Exercise prompt —
Select every line of the items that contains the word "blue", and copy each of those lines.

(Dataset records of object locations)
-- begin --

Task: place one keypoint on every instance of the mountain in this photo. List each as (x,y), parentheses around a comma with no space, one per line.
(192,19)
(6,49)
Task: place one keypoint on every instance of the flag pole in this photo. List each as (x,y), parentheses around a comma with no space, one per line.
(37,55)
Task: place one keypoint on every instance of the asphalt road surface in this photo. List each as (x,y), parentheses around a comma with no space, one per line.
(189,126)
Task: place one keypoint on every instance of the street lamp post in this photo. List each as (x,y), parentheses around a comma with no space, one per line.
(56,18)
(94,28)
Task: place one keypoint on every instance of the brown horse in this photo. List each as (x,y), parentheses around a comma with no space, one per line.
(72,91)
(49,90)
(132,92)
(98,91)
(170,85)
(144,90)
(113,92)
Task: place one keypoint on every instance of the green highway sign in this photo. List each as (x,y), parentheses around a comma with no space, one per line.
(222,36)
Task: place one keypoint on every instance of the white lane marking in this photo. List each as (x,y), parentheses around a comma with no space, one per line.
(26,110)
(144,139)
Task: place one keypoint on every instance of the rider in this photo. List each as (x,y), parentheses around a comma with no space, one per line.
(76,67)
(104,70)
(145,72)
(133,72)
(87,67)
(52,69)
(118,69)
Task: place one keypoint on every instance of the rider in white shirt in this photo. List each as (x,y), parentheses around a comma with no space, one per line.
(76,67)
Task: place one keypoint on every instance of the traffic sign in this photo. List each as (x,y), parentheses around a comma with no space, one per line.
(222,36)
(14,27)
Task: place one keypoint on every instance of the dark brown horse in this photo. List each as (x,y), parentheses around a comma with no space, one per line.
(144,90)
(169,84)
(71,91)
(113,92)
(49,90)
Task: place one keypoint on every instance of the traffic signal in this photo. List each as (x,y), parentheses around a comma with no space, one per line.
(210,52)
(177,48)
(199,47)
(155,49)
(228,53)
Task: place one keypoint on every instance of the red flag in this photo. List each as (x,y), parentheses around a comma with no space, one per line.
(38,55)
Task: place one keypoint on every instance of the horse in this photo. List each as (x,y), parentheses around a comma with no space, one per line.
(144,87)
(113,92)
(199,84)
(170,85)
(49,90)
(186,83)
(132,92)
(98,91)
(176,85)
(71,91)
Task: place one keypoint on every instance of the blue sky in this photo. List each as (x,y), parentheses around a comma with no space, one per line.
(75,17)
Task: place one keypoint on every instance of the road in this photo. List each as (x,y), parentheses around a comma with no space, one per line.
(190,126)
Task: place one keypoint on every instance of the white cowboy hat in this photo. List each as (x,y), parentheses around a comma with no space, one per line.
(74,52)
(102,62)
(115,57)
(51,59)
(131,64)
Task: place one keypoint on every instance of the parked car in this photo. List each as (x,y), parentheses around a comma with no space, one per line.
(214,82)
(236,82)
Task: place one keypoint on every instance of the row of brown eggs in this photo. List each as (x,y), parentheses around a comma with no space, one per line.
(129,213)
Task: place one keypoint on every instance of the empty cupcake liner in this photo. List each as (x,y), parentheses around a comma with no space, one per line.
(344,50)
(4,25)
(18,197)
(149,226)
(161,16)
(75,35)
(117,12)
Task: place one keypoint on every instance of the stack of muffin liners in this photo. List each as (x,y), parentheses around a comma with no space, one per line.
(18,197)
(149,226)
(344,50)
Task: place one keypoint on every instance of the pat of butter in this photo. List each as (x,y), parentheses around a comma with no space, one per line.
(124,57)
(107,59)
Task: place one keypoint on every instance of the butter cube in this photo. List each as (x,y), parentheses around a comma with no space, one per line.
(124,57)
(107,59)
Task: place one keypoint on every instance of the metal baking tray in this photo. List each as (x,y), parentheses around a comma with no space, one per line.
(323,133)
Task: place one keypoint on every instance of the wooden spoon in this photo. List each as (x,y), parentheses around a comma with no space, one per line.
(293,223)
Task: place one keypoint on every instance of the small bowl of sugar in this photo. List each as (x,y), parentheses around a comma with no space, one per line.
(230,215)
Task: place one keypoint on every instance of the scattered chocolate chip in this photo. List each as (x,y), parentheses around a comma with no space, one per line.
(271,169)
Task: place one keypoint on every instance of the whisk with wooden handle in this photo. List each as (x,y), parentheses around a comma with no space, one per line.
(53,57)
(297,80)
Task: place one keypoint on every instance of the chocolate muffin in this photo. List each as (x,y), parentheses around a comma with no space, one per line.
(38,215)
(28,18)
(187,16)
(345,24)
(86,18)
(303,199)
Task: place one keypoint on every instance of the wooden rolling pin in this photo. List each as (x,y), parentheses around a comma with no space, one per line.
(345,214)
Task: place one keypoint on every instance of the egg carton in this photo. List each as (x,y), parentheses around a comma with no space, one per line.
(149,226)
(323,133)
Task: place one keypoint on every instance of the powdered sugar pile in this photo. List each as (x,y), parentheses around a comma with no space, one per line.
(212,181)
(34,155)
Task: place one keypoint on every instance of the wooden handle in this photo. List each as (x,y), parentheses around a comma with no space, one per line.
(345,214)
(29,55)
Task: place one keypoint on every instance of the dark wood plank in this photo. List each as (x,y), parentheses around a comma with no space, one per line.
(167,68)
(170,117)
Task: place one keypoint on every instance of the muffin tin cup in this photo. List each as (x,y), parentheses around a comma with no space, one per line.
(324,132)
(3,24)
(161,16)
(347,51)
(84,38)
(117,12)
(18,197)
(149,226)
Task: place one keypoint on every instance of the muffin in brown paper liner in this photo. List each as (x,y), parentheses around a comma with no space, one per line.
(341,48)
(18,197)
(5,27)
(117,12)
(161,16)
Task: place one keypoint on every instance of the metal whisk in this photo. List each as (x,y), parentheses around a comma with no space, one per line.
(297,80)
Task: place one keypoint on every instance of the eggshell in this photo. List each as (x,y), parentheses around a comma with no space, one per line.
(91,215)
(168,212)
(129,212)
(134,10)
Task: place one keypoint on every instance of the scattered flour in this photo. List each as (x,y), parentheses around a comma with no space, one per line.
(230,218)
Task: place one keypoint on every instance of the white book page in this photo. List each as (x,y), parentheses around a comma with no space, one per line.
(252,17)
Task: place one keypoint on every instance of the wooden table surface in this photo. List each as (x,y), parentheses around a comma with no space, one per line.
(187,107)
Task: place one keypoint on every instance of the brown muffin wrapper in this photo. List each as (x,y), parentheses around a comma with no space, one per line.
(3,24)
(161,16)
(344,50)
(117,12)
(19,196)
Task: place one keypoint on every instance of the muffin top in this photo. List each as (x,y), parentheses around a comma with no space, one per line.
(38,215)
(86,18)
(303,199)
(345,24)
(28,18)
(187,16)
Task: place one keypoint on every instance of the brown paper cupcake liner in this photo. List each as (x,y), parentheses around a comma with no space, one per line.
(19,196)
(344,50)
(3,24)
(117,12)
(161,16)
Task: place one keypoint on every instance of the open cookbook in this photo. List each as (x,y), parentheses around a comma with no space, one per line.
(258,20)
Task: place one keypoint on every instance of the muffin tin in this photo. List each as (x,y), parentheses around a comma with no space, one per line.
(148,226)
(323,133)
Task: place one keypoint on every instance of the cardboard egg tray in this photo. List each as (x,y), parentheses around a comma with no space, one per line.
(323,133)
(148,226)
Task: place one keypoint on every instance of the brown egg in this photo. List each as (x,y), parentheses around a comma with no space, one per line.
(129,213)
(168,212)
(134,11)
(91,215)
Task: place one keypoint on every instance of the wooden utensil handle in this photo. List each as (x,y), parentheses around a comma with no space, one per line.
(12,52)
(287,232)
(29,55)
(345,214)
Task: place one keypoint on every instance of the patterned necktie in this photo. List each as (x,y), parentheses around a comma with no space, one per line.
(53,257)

-- end --
-- begin --

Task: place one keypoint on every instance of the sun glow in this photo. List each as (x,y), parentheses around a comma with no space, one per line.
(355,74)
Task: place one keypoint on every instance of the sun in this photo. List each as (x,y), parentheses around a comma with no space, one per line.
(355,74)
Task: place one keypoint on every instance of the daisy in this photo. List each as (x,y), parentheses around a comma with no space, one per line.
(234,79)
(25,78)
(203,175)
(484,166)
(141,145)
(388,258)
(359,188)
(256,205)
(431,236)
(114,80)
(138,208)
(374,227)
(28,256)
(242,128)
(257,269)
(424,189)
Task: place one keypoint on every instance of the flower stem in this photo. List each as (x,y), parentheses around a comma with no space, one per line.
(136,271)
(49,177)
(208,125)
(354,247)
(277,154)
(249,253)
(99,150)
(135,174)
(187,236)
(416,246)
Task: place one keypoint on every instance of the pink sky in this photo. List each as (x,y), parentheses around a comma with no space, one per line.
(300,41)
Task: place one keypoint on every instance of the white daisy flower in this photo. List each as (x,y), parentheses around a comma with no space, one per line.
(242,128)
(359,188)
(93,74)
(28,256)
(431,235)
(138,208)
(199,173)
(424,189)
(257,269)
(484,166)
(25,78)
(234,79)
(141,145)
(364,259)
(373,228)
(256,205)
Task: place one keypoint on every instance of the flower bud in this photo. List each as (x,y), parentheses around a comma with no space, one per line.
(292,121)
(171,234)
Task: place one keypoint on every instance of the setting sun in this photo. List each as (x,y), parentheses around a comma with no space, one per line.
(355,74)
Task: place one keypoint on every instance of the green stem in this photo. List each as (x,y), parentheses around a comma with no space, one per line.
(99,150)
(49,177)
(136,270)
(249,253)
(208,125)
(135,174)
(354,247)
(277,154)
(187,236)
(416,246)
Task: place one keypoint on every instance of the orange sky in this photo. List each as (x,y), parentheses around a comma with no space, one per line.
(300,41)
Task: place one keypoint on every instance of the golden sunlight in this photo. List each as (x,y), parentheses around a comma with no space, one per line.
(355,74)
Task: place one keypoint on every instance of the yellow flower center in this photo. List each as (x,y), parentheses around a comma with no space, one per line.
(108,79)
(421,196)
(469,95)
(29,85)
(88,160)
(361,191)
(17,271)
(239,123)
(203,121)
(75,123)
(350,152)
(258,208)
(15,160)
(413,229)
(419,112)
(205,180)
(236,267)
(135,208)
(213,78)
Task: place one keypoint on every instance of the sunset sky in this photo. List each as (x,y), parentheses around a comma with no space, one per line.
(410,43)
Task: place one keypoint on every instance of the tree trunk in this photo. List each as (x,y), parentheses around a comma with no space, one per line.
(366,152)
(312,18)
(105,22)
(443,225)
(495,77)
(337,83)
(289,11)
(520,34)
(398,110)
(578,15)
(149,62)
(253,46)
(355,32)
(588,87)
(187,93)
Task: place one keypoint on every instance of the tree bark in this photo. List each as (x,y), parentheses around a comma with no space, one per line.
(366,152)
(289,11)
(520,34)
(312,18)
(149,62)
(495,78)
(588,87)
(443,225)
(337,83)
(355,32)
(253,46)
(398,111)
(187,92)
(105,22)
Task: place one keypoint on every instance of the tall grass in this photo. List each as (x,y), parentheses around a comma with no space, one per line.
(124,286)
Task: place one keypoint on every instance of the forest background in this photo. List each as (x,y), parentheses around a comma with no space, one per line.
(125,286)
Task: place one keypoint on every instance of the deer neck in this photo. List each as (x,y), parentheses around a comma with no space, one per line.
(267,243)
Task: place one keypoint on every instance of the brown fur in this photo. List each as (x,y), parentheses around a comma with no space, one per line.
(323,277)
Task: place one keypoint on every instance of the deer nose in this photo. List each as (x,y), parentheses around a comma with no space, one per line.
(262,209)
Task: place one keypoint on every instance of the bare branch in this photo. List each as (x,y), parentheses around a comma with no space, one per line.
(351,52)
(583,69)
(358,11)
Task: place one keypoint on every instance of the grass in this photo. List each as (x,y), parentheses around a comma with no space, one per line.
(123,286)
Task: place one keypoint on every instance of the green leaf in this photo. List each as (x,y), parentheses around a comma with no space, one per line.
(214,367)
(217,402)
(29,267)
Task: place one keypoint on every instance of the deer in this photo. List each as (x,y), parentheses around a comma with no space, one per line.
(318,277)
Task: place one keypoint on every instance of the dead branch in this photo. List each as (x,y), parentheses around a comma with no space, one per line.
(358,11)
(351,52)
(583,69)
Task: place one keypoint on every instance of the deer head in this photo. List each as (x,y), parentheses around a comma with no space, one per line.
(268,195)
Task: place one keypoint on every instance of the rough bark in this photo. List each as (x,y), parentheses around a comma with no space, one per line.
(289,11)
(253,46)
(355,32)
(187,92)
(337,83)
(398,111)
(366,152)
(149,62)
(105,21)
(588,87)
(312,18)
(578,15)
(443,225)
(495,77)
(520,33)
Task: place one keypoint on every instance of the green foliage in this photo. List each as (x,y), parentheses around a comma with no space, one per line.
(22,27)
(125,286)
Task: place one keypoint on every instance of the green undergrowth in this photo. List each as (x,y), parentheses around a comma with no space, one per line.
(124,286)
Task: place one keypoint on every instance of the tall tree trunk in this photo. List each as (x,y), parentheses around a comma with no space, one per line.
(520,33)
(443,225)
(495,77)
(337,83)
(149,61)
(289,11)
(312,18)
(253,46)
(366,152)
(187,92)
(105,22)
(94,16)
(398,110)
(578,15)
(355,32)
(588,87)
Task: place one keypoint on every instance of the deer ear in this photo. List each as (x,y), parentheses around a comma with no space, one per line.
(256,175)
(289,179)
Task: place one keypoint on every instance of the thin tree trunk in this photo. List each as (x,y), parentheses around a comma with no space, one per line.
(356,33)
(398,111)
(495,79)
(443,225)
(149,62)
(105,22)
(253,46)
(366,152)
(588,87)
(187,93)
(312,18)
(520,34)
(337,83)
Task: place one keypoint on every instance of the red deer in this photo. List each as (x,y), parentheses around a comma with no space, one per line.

-- end --
-- begin --

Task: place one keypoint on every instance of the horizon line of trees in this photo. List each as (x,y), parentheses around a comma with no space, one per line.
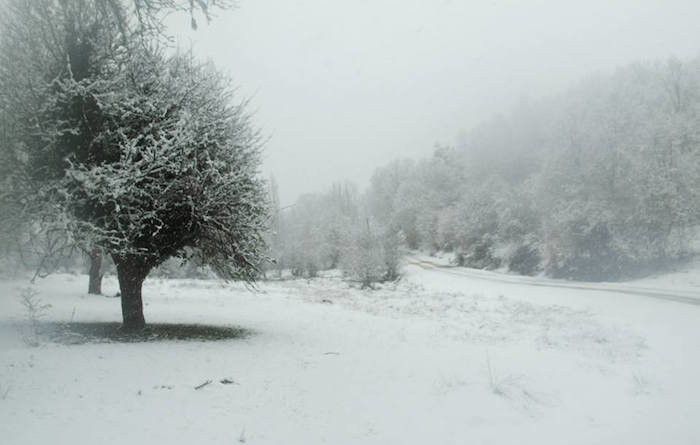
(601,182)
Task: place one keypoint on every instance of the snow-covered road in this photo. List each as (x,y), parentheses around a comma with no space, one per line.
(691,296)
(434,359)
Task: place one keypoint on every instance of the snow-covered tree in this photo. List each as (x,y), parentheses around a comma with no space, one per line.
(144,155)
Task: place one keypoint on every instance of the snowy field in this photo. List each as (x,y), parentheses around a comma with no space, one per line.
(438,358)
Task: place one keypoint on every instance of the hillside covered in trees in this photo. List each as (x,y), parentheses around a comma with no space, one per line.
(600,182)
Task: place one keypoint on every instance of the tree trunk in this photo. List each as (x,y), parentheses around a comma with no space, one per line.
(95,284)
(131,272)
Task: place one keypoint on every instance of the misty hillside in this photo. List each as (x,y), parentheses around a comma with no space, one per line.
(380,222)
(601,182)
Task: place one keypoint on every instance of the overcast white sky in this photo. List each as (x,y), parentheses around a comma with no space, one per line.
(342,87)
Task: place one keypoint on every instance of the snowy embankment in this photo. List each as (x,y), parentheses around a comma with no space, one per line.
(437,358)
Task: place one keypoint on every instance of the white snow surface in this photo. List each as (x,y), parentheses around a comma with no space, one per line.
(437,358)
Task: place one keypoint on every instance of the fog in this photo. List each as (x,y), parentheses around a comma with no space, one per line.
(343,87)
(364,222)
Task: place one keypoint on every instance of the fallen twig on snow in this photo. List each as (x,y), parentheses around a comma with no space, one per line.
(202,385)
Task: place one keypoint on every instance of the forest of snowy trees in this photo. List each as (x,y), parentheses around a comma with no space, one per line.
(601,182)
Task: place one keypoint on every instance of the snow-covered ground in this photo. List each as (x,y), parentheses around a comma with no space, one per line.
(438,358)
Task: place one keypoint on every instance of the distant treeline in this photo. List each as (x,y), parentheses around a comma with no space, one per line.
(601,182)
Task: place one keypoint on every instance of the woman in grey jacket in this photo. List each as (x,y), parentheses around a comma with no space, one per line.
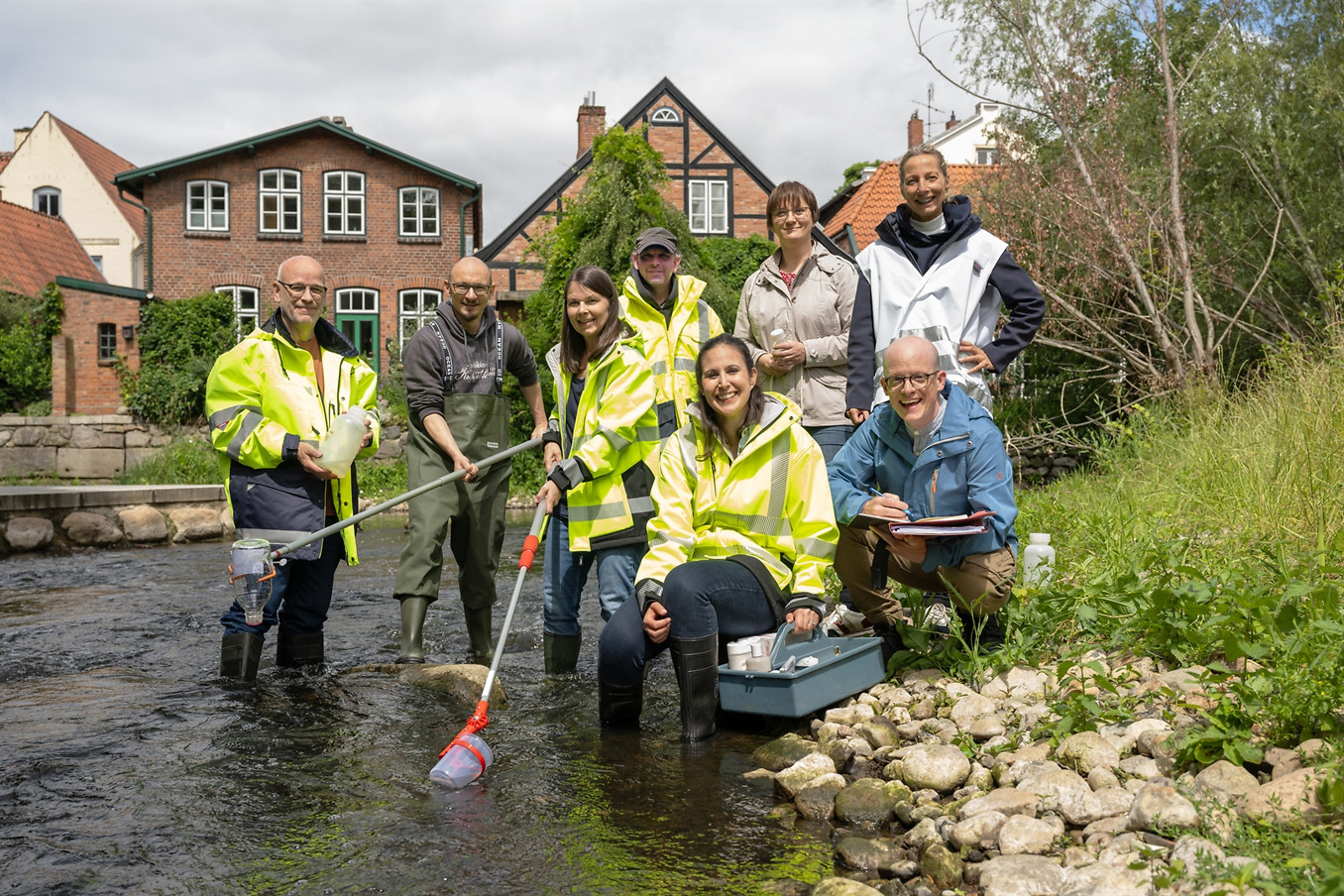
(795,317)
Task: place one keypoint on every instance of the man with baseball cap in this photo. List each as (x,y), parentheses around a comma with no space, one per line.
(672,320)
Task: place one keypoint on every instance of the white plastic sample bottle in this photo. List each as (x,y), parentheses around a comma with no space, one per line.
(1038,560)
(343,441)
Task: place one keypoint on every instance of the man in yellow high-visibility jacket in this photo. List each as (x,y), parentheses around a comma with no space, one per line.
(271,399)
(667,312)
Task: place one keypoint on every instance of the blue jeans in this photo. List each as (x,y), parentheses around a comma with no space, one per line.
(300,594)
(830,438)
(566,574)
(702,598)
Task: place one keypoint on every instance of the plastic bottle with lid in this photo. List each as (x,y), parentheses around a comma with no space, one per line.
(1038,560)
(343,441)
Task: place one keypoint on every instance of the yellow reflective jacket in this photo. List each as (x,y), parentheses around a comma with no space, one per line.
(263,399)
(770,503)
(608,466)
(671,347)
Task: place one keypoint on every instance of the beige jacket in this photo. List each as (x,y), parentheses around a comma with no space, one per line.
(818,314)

-- end --

Completed task —
Task: place one keypoint on every instance of the blue sky in this photo. List each as (x,y), parentheses around a comma with no space, one per line.
Task: place one keypoint on every instance of the blue jeans in this photo. List each as (x,y), parentheses around a comma with no space, one per line.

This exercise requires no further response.